(begin)
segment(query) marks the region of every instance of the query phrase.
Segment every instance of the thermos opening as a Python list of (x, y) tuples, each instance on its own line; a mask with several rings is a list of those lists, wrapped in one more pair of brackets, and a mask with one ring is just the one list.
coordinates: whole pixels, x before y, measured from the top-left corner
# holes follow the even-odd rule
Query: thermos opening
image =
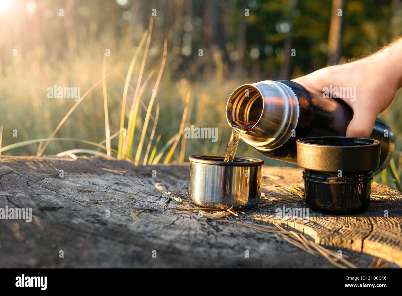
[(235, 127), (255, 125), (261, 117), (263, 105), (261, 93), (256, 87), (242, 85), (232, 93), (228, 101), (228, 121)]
(end)
(begin)
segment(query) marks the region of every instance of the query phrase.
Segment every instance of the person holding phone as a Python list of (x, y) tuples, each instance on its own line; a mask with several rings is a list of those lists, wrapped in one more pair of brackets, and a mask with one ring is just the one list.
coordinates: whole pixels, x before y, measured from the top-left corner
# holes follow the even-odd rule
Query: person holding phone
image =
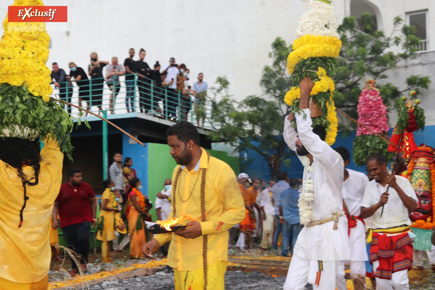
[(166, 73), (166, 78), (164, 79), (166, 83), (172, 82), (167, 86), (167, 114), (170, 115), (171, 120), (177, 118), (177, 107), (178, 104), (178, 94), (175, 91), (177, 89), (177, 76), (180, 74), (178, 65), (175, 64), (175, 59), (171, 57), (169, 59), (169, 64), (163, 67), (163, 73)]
(end)
--- Your task ---
Which lines of the records contain the string "list"? Pick out each one and copy it whole, matching case exactly.

--- Written solution ---
Segment every instance of the thermos opening as a Python list of (x, y) tuples, each instance on its own line; a mask with several rings is a list of those lists, wrapped in one more pair of brackets, and a mask with one ring is just the one list.
Segment every instance of the person holding phone as a Python list of (x, y) tuples, each instance on its own line; a mask with several rings is a list of those lists, wrapped in one more pair of brackets, and a mask with one ring is just the one list.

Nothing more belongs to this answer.